• **Directions**
Count the lines in the entries below that contain the string "blue". Reply with that number alone.

• **Information given**
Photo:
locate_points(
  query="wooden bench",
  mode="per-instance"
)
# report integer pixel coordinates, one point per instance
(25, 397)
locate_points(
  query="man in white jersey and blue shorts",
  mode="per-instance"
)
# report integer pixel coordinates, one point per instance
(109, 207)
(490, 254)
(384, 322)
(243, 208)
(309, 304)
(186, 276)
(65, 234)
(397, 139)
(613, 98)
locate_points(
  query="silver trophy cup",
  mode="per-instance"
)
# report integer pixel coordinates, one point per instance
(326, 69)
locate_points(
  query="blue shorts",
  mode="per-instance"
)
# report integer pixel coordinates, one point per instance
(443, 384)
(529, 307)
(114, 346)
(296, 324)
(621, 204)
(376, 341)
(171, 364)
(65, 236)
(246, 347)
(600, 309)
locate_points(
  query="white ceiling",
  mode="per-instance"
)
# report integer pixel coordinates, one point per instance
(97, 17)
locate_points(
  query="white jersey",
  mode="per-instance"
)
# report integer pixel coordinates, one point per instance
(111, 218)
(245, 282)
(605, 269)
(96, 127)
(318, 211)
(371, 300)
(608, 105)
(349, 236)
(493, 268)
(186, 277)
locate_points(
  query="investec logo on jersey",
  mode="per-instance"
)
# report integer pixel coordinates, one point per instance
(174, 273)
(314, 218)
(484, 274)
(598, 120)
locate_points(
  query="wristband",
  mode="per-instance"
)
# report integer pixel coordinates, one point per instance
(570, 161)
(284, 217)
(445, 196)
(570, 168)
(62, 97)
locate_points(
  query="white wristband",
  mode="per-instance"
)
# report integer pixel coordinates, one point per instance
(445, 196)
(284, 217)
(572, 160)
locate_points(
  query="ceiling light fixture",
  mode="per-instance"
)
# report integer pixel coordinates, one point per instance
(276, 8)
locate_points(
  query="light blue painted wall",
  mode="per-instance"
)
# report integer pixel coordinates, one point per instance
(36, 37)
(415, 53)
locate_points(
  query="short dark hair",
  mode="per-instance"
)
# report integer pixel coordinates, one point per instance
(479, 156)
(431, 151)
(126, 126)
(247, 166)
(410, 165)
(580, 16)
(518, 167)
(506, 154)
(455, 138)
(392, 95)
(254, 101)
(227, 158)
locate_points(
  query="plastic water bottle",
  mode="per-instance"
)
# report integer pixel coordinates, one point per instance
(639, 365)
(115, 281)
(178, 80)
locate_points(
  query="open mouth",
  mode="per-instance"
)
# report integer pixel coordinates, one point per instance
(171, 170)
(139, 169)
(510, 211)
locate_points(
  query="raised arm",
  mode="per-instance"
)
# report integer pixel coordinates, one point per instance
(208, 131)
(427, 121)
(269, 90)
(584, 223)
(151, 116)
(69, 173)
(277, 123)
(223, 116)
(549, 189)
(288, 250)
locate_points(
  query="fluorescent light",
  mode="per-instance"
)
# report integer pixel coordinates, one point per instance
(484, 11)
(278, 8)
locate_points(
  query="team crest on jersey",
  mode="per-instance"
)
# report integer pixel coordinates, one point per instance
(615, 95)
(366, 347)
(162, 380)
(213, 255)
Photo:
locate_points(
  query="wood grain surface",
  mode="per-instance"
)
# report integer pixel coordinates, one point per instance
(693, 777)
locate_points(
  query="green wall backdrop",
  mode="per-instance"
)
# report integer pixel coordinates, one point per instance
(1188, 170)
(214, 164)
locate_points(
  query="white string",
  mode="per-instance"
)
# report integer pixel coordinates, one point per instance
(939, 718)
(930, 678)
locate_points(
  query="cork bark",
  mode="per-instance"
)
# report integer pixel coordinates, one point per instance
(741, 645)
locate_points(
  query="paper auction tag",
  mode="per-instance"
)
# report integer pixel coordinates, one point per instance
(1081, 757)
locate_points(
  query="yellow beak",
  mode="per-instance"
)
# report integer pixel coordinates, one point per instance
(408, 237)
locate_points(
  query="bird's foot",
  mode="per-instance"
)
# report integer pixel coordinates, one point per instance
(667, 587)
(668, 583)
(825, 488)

• **Finished exercise**
3